━━━ Input data

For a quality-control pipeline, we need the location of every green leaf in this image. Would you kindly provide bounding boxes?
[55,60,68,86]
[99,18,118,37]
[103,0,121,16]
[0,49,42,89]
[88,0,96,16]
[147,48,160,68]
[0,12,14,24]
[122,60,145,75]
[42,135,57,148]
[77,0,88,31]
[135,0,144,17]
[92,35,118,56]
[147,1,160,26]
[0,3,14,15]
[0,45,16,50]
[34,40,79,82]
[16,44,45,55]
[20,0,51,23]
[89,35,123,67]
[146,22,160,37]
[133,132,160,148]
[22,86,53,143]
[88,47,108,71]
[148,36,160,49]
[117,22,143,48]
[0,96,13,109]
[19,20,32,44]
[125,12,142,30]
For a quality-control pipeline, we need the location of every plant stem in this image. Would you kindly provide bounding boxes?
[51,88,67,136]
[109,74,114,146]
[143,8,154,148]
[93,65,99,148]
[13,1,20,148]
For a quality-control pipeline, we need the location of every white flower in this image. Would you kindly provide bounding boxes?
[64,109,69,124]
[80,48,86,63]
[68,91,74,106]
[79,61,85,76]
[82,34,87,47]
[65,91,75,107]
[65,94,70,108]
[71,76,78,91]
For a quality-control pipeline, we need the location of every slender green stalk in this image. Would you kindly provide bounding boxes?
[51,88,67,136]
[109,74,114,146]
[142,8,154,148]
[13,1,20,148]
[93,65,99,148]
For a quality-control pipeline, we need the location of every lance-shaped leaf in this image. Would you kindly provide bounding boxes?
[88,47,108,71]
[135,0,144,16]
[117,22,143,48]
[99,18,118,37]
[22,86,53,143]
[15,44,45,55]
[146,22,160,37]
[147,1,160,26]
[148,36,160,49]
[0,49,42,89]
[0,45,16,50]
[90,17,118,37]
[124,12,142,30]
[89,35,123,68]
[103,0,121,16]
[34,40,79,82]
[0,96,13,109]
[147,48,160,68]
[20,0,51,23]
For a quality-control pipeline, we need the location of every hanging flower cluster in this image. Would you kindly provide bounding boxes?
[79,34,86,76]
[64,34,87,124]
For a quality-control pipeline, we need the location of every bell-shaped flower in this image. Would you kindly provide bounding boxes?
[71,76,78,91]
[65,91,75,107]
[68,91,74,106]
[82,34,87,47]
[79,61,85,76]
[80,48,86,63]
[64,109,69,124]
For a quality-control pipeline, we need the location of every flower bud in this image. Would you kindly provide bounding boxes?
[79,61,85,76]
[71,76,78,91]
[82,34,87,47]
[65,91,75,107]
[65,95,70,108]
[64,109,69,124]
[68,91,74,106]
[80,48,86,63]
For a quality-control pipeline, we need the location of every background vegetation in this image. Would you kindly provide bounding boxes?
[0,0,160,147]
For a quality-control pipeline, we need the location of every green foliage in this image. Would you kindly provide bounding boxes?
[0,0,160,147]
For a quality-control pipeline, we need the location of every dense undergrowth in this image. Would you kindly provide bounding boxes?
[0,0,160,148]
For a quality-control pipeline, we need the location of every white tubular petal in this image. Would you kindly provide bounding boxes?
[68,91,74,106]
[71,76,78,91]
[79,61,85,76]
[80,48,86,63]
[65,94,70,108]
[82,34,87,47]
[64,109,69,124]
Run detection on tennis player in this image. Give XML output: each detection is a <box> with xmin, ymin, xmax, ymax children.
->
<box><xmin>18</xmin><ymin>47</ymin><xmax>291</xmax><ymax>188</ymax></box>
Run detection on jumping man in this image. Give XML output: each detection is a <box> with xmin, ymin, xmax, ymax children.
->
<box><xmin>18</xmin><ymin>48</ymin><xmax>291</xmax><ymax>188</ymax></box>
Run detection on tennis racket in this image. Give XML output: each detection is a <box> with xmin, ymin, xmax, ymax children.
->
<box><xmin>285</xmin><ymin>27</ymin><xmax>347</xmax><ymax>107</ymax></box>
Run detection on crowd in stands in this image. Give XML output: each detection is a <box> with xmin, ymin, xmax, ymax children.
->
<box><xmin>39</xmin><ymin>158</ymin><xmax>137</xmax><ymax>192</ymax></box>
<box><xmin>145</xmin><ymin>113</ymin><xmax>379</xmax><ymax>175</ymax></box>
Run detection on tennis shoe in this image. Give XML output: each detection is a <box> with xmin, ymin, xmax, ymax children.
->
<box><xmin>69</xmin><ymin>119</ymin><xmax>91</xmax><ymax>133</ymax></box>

━━━━━━

__Activity__:
Copy each line from the data that features the string "Give".

__Exercise response__:
Run detection on tennis player in this image. Give XML output: each detection is a <box> with xmin, ymin, xmax, ymax children.
Run detection on jumping man in this image. Give XML output: each detection is a <box> with xmin, ymin, xmax, ymax children.
Run detection on tennis racket in this image. Give XML output: each detection is a <box> with xmin, ymin, xmax, ymax children.
Run detection on crowd in stands in this image. Give XML output: each detection is a <box> with xmin, ymin, xmax, ymax children.
Run detection on tennis shoe in this image. Give XML output: each detection is a <box> with xmin, ymin, xmax, ymax children.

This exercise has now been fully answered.